• _What to produce_: Edit the data below by replacing "bowl" with "plate" and leaving every other part unchanged. Omit the pictures from your answer.

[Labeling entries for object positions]
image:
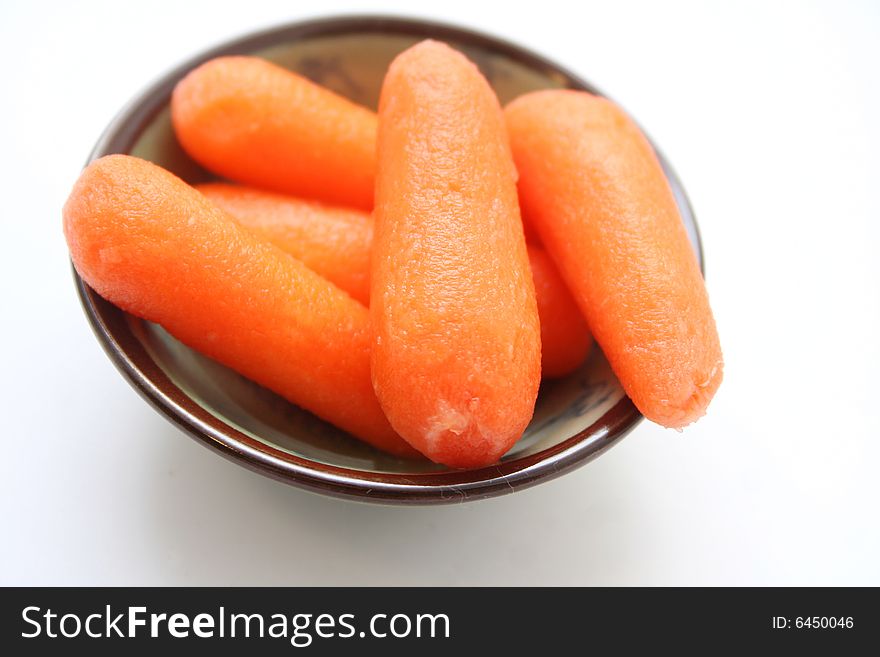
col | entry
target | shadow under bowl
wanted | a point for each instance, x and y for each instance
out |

• _Reply_:
image:
col | entry
target | shadow under plate
wanted | a point for each instance, x and y for each instance
out |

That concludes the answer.